(Data to use begins)

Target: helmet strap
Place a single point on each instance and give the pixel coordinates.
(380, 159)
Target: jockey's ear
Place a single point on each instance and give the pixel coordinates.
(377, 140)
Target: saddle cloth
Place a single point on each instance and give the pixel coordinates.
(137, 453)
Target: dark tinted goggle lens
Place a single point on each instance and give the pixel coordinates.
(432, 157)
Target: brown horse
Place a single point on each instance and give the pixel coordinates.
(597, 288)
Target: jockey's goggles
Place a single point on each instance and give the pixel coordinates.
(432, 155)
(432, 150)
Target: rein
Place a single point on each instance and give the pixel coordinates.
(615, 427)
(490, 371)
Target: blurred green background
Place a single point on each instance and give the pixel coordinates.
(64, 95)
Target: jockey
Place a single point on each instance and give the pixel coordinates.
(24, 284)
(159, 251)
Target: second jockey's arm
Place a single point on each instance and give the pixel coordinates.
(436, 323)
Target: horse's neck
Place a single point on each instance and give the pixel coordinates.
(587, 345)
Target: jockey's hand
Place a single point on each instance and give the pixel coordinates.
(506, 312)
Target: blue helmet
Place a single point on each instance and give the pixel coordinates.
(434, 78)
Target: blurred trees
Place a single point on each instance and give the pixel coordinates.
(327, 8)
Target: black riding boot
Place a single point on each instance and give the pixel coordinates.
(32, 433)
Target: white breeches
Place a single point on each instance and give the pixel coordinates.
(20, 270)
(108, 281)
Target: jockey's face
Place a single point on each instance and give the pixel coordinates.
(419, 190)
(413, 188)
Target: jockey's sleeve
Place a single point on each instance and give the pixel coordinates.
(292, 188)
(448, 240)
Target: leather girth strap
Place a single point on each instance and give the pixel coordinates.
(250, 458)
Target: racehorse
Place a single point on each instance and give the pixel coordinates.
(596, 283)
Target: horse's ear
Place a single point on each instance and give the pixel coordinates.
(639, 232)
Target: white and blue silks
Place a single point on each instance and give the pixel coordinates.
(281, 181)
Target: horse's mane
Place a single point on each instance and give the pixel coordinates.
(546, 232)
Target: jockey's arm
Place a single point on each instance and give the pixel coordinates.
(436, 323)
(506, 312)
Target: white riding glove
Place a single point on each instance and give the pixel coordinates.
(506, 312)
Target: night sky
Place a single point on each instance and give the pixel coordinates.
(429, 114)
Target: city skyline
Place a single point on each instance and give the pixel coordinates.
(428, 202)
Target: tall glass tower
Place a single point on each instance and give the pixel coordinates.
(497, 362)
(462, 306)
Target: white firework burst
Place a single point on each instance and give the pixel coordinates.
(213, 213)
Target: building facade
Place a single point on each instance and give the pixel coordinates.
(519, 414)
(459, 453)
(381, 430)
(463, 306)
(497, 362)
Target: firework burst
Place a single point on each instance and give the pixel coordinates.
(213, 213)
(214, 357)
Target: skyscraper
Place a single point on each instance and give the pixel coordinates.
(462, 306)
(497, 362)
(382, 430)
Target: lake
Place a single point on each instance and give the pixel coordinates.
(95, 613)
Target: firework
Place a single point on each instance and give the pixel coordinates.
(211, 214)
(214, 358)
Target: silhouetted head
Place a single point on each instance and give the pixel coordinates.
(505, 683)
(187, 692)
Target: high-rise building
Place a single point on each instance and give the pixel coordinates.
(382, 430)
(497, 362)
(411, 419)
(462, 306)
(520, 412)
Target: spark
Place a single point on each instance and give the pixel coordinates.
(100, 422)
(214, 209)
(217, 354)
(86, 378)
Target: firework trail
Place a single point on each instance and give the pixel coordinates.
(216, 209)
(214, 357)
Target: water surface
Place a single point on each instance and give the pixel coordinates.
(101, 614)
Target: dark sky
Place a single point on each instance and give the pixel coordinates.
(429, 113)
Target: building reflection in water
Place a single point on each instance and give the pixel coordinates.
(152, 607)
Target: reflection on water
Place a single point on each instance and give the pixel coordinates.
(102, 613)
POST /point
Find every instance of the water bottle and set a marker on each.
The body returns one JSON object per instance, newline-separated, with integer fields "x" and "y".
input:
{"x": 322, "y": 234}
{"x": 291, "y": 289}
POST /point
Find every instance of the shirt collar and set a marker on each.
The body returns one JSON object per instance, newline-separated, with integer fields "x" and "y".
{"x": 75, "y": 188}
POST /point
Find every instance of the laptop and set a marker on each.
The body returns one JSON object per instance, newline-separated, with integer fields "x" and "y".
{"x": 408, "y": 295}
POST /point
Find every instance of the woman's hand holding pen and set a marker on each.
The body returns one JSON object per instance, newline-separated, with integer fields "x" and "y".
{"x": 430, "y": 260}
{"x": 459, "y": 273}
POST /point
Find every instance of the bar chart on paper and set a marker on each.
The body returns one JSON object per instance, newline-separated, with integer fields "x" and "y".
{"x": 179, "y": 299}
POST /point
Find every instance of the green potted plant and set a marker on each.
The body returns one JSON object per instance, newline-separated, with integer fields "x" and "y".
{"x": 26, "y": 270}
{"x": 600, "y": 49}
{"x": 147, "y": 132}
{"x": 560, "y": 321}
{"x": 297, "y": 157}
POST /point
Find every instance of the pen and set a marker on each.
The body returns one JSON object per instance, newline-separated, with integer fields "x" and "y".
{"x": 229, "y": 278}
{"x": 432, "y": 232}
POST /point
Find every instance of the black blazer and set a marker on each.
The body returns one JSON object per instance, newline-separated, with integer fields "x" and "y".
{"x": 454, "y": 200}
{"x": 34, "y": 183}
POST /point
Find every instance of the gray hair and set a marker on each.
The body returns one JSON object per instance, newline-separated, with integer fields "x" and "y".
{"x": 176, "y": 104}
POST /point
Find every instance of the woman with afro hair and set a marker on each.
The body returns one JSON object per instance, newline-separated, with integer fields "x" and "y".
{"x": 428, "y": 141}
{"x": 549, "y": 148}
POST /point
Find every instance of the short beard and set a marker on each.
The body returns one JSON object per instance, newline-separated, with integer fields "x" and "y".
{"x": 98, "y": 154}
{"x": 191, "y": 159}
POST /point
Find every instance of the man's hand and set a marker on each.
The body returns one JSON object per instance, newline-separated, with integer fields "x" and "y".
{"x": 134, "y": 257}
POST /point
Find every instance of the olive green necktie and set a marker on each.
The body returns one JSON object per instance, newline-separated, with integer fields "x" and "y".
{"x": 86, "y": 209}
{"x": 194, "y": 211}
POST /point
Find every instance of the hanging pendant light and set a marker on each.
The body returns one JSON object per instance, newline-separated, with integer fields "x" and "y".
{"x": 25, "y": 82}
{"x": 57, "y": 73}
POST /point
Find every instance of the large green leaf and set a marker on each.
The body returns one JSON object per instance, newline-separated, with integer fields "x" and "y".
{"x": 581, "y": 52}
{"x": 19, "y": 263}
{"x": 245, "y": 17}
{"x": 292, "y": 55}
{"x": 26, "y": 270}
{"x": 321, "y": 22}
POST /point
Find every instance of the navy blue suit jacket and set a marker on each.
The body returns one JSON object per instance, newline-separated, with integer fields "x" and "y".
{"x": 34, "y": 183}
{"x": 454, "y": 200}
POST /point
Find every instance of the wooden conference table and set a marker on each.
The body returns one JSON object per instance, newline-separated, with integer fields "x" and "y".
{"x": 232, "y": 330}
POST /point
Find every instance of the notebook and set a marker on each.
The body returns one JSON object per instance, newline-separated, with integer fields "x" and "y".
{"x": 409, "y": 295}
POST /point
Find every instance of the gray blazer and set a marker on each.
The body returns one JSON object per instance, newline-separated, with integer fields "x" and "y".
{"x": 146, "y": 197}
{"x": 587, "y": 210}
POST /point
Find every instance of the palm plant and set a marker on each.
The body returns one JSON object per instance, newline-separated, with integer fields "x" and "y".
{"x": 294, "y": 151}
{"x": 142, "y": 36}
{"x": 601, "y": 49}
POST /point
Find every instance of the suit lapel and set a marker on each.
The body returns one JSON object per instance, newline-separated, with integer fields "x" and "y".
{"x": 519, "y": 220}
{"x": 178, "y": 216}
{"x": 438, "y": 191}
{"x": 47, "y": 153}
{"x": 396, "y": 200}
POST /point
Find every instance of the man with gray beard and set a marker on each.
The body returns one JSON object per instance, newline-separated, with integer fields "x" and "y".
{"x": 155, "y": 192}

(Data to use ends)

## Assigned task
I'd like the lines above from the one with "Target: blue helmet" up to and including the one with "Target: tall glass tower" copied exactly, with no other lines.

## Answer to the problem
Target: blue helmet
Place a single point on each instance and give the pixel coordinates.
(434, 78)
Target: blurred trees
Place a single point on each instance and give the pixel coordinates.
(327, 8)
Target: black riding boot
Place a single point on each instance and give the pixel coordinates.
(32, 433)
Target: white breeches
Place a single point on each instance and give the pixel coordinates.
(20, 270)
(108, 281)
Target: jockey's face
Place a single point on each instance and give the pixel coordinates.
(419, 190)
(413, 188)
Target: jockey's sleeve
Place a single point on each instance and give the pixel coordinates.
(292, 188)
(448, 240)
Target: leather girth strap
Place a single point on each instance and give the pixel coordinates.
(250, 458)
Target: racehorse
Place a single point on each instance and give the pixel coordinates.
(596, 283)
Target: horse's ear
Place a single point on each instance and give the pixel coordinates.
(639, 232)
Target: white and blue silks
Place a single point on each instance and give the pixel coordinates.
(281, 181)
Target: horse's mane
Place a single point on each instance and give the pixel coordinates.
(546, 232)
Target: jockey's arm
Place a single point on each instance and give the pixel coordinates.
(436, 323)
(506, 312)
Target: white riding glove
Place a single point on each instance and give the pixel coordinates.
(506, 312)
Target: night sky
Place a single point on each instance and give the pixel coordinates.
(429, 114)
Target: city skyline
Place a single point on each instance and give the pixel coordinates.
(428, 202)
Target: tall glass tower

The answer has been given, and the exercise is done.